# INSTRUCTION
Write out the Burk Uzzle passage below word for word, starting at "As such, Uzzle" and ending at "more closed down.".

# PROVIDED PASSAGE
Like Leibovitz, Diane Arbus, Ansel Adams, Howard Bingham, and other famous names in American photography, Uzzle’s work is stylistically recognizable. A “white” shooter from the South, he yearned to become a “LIFE” magazine photographer.
Chronicling the unrest and seismic change in his Southern milieu, he was granted intimate access into the black community by default. “LIFE” clearly changed his POV.
As such, Uzzle shot such indelible moments as a woman’s bare hand on the stone cold death visage of Martin Luther King, Jr.
Among his mentors are seminal French photo artist Henri Cartier-Bresson, and of course “F11” refers to the upper rate in f-stop on a single lens reflex, or now a Digital Single Lens Reflex (DSLR), whereby the aperture is more closed down.
Since there is a relationship between shutter speed and opening or aperture, F11 is quick, almost things in flight on one hand. But also using a slower shutter speed, can create a rich depth of field and memorable optic effect.
A soundbite from the distributor gives a nod to his longevity, “for 65 years and counting, Burk Uzzle has created some of the most iconic photographs in American history. From Martin Luther King to Woodstock to America’s small towns and back roads, Uzzle’s photographs have provided a breathtaking commentary on American civil rights, race, social justice, and art.”

# EXTRACTED ENTRIES
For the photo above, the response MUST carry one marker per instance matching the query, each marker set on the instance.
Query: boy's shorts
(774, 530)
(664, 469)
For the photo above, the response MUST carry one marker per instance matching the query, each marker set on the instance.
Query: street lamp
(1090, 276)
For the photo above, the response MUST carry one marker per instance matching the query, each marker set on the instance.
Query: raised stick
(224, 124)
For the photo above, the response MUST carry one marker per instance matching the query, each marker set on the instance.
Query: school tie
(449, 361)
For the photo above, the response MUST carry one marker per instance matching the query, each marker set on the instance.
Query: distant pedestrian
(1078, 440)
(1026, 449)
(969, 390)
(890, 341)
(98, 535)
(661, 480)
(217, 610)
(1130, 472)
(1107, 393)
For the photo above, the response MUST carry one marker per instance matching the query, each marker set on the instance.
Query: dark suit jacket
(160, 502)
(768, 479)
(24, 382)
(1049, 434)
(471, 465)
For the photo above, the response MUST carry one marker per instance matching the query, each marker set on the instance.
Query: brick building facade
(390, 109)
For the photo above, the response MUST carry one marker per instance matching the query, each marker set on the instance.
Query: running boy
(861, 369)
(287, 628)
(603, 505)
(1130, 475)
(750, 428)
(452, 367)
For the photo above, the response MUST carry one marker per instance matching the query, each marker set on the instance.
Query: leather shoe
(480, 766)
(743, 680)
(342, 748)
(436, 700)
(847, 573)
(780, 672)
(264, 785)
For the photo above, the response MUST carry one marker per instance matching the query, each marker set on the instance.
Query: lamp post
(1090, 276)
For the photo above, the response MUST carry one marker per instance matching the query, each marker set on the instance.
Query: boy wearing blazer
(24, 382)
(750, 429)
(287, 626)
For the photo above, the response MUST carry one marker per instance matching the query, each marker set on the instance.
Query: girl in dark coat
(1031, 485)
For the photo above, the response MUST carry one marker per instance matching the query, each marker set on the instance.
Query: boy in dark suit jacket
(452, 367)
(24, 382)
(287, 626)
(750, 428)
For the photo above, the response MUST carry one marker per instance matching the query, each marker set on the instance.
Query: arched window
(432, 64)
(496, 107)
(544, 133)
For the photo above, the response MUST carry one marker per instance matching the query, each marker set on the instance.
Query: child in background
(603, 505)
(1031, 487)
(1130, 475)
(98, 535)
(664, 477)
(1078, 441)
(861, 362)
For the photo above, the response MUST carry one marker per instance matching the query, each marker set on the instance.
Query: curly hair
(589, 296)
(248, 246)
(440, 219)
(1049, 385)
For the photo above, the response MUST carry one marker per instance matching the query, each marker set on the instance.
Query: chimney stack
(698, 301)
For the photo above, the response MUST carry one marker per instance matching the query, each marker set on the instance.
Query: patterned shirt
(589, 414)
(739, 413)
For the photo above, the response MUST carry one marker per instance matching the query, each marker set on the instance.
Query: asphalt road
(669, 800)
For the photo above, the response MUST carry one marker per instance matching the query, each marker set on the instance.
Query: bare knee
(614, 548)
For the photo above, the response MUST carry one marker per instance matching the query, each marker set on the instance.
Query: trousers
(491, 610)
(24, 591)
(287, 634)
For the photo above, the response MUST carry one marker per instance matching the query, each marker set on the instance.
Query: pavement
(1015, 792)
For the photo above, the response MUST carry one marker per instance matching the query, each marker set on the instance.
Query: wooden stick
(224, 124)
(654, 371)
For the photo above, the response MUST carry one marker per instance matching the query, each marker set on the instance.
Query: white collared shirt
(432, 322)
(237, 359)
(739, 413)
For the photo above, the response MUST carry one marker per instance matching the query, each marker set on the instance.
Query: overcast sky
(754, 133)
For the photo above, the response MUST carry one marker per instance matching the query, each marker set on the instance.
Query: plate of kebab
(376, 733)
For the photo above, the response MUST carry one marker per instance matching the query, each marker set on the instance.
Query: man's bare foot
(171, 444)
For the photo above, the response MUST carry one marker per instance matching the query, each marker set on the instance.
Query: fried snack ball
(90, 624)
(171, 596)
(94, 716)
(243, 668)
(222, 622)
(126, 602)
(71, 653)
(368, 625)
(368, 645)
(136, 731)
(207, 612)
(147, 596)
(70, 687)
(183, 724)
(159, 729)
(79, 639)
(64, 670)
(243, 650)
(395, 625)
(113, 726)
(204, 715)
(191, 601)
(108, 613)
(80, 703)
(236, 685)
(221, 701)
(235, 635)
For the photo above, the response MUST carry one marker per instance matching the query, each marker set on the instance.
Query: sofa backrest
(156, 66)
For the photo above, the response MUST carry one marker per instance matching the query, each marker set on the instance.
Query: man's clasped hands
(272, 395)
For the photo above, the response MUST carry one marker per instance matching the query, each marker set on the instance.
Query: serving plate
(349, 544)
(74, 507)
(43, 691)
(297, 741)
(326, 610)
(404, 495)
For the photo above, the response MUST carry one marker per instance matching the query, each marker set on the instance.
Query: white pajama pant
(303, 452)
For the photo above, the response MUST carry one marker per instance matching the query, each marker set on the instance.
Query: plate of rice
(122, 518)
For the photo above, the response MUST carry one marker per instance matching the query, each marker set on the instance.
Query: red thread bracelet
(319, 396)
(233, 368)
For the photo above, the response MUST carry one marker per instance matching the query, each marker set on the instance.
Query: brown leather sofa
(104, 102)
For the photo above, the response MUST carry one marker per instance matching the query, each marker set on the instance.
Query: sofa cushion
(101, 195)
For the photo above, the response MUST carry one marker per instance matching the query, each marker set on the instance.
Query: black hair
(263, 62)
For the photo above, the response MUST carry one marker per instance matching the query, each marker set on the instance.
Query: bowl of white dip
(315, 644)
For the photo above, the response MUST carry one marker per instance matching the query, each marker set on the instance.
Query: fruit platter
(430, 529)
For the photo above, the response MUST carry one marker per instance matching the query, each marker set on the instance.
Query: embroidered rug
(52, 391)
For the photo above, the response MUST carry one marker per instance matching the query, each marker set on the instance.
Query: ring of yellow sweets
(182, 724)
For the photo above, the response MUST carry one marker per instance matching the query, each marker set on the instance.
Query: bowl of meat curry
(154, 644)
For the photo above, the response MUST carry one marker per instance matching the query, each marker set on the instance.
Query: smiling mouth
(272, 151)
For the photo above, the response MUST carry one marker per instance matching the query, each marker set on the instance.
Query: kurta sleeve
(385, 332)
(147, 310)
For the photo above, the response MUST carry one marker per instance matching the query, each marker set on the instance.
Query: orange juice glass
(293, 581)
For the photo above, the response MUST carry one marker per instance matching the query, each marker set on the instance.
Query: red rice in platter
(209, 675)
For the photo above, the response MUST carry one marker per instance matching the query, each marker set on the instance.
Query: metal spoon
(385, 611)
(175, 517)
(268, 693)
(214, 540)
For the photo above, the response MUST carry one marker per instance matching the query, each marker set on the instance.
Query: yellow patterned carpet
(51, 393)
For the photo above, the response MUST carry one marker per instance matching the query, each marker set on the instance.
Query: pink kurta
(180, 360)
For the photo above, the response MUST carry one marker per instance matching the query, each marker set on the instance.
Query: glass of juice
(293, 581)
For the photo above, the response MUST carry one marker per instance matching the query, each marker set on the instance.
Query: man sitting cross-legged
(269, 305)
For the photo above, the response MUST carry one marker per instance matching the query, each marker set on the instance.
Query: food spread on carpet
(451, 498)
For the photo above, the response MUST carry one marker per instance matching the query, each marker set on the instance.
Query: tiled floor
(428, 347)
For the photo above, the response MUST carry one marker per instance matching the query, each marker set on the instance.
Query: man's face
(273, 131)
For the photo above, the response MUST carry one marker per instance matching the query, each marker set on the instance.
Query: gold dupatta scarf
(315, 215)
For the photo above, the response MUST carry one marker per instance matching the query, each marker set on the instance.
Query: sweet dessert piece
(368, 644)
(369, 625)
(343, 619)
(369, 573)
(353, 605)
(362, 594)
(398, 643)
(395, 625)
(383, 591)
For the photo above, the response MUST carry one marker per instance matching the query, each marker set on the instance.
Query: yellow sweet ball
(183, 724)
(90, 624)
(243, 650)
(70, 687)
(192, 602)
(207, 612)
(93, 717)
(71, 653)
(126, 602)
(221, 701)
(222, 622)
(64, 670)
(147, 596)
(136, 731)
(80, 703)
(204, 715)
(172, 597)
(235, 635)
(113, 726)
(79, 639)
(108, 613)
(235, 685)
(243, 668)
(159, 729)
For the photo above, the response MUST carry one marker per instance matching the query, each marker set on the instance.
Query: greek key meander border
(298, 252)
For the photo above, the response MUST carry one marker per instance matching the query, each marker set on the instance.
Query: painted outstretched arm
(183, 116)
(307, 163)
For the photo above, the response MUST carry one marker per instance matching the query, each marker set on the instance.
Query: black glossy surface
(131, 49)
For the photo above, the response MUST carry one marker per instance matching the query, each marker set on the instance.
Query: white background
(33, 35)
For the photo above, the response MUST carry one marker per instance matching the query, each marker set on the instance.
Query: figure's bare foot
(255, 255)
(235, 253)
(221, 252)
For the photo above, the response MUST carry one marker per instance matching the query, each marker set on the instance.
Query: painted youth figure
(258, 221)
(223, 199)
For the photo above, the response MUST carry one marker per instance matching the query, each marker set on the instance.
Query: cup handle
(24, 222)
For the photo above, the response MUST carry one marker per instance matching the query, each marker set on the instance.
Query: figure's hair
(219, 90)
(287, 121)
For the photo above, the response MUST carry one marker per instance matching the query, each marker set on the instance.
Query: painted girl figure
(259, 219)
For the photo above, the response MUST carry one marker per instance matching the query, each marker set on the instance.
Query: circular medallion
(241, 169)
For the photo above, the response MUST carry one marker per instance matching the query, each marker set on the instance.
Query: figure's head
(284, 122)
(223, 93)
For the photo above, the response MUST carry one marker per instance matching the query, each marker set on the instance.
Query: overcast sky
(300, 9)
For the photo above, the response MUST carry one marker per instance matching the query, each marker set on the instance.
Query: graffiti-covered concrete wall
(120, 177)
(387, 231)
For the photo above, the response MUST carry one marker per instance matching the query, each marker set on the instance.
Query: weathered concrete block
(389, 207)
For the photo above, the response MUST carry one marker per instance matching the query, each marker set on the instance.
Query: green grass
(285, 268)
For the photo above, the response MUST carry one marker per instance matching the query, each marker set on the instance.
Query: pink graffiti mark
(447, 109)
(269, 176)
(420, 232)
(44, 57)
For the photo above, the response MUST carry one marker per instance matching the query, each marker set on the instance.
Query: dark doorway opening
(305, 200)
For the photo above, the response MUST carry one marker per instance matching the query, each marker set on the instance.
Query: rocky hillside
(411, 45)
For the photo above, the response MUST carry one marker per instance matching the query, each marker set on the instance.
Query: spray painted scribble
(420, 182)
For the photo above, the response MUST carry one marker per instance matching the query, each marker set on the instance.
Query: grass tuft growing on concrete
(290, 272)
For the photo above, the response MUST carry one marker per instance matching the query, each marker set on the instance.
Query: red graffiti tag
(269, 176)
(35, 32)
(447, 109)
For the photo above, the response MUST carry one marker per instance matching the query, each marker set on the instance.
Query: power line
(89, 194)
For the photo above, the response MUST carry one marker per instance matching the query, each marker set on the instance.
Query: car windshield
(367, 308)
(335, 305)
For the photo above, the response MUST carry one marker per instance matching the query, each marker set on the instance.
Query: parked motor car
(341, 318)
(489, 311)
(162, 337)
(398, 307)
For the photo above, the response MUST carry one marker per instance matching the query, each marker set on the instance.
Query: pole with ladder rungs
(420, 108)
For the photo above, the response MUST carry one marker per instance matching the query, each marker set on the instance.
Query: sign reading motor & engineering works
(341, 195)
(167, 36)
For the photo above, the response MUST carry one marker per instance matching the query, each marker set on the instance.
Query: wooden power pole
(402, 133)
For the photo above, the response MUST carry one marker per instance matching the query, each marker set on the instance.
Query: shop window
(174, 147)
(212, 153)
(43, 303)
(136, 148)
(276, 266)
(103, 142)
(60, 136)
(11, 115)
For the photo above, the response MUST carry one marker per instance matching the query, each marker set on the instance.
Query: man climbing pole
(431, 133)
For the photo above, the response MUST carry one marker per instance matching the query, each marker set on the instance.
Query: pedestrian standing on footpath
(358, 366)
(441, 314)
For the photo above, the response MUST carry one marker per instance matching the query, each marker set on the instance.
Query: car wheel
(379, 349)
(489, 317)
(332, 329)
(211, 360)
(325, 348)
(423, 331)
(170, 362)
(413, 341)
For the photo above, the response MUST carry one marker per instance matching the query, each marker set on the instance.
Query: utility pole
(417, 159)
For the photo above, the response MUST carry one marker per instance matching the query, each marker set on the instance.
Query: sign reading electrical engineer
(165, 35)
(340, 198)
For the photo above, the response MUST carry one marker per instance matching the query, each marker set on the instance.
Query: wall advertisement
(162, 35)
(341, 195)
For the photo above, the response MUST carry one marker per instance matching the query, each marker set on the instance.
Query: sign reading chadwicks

# SOLUTION TO THIS EXERCISE
As such, Uzzle shot such indelible moments as a woman’s bare hand on the stone cold death visage of Martin Luther King, Jr.
Among his mentors are seminal French photo artist Henri Cartier-Bresson, and of course “F11” refers to the upper rate in f-stop on a single lens reflex, or now a Digital Single Lens Reflex (DSLR), whereby the aperture is more closed down.